In the oatmeal recipe, shorten the step beginning "In a medium size pan" while keeping its main facts.

§ **Quoted passage**:
☆ ☆ ☆ ☆ ☆
- 2 tbsp pomegranate seeds, fresh
- 1/2 cup (40g) rolled oats
- 1/2 cup skim milk (or your favorite milk substitute)
- 1/2 cup water
- pinch of salt
- 1/2 medium banana, sliced into thin pieces
- 2 tbsp cranberries, dried (plus a few more as garnish)
- 1 tsp vanilla extract
- 1 tsp almond extract
- 1 tsp stevia
- 1 tbsp (6.5g) flaxseeds, ground
- 4g almond slivers
- Cut pomegranate and separate out seeds in a small bowl. Set aside.
- In a medium size pan, heat the oats, milk, water, and salt over medium heat. Once the mixture begins to simmer, approximately 5-6 minutes, stir in the sliced banana and the 2 tablespoons of cranberries.
- Continue to stir, almost whipping, until the banana breaks down and the mixture thickens and becomes creamy, about another 3-4 minutes. I add the cranberries in now so they will have a chance to plump up.
- I really like adding the banana, even though it has nothing to do with pomegranate cranberry almond oatmeal, because it adds so much volume to the oats.
- Add the vanilla extract, almond extract, stevia, and ground flaxseed, and stir until incorporated.
- Pour into a serving bowl and top with the pomegranate seeds, a few extra cranberries, and the slivered almonds.
1 servings = per serving
Fat: 8 g
Carbs: 71 g
Protein: 12 g
If you are concerned about protein content, you can always add a side of scrambled egg whites in order to bump up the protein to carbs ratio.
☆ ☆ ☆ ☆ ☆
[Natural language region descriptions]
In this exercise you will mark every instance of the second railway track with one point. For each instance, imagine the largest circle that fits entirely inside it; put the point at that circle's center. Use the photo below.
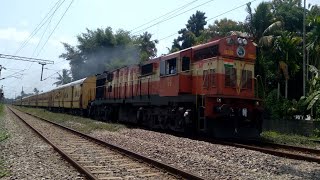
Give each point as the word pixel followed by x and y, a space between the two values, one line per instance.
pixel 99 160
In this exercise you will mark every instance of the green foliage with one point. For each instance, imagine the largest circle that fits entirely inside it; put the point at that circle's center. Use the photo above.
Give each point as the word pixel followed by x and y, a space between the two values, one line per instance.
pixel 290 139
pixel 283 108
pixel 188 36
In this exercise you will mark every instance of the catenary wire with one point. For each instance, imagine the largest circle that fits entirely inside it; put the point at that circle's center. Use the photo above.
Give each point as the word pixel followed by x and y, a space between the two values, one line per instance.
pixel 40 25
pixel 136 32
pixel 55 27
pixel 212 18
pixel 164 15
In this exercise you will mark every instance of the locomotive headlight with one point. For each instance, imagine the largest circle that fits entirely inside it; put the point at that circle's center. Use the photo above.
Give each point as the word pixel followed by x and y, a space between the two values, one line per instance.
pixel 245 42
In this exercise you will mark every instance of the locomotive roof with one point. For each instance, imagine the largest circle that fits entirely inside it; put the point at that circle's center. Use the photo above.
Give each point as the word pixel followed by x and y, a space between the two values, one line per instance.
pixel 80 81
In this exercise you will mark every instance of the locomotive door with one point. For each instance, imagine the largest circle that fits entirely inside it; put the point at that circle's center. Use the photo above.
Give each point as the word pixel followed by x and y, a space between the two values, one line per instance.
pixel 169 78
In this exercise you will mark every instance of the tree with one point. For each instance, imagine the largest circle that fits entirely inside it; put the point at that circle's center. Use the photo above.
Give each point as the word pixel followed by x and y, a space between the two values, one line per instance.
pixel 196 23
pixel 256 23
pixel 313 36
pixel 188 36
pixel 64 78
pixel 36 91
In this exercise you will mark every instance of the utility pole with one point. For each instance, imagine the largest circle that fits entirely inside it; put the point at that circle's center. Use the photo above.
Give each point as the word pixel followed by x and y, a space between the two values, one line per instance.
pixel 21 58
pixel 42 64
pixel 304 49
pixel 1 67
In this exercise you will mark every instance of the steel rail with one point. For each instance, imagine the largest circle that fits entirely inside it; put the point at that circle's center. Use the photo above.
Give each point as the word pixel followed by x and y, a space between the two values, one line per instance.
pixel 275 149
pixel 82 169
pixel 171 169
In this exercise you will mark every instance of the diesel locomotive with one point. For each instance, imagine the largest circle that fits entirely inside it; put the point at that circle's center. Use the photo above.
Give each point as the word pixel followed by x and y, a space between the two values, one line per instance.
pixel 208 88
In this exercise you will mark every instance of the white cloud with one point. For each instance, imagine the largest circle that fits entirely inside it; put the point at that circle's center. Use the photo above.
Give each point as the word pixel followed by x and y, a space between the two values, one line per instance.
pixel 12 34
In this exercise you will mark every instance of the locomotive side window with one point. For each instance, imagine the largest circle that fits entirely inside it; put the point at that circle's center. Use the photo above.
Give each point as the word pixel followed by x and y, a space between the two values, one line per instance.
pixel 147 69
pixel 185 63
pixel 230 77
pixel 168 67
pixel 246 79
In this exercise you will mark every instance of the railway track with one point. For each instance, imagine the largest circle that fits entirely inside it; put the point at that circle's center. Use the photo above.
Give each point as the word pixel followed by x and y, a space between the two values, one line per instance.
pixel 97 159
pixel 281 150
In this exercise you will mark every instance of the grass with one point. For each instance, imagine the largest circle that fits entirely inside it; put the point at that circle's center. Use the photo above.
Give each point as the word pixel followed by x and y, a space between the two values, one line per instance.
pixel 289 139
pixel 3 135
pixel 78 123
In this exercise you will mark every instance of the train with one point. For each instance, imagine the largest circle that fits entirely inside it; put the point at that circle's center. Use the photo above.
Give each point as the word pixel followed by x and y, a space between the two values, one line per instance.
pixel 207 89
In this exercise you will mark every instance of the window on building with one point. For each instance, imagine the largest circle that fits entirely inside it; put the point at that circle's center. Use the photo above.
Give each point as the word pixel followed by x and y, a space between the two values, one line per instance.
pixel 230 77
pixel 246 79
pixel 185 63
pixel 168 67
pixel 147 69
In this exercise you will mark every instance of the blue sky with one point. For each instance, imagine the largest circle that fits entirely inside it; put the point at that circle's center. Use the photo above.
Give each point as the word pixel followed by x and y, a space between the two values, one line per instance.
pixel 19 18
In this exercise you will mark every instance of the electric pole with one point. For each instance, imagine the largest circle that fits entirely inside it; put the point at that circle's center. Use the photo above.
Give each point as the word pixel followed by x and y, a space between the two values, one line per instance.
pixel 304 49
pixel 1 67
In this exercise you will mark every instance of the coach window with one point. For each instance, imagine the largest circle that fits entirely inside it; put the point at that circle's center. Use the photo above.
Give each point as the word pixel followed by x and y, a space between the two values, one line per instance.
pixel 230 76
pixel 147 69
pixel 246 79
pixel 212 77
pixel 185 64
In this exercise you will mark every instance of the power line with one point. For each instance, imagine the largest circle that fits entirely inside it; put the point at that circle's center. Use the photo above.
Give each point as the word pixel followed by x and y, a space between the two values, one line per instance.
pixel 34 51
pixel 177 9
pixel 39 26
pixel 213 17
pixel 55 27
pixel 171 17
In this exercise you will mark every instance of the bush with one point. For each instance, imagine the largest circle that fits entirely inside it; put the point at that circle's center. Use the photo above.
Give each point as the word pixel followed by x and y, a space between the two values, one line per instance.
pixel 316 132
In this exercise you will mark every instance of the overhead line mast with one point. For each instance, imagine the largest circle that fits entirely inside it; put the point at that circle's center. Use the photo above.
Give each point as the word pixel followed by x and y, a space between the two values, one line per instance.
pixel 21 58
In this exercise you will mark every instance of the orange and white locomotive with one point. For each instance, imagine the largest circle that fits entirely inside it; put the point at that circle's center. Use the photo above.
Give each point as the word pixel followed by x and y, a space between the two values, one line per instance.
pixel 208 88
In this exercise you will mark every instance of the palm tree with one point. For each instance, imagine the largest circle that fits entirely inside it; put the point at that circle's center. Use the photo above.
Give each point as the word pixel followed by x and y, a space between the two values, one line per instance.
pixel 64 78
pixel 313 37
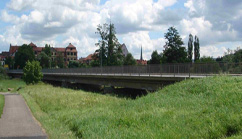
☆ ☆ ☆ ☆ ☆
§ **Task response**:
Heat the oats, milk, water, and salt in a medium pan over medium heat. When it starts to simmer, after about 5-6 minutes, stir in the sliced banana and 2 tablespoons of cranberries.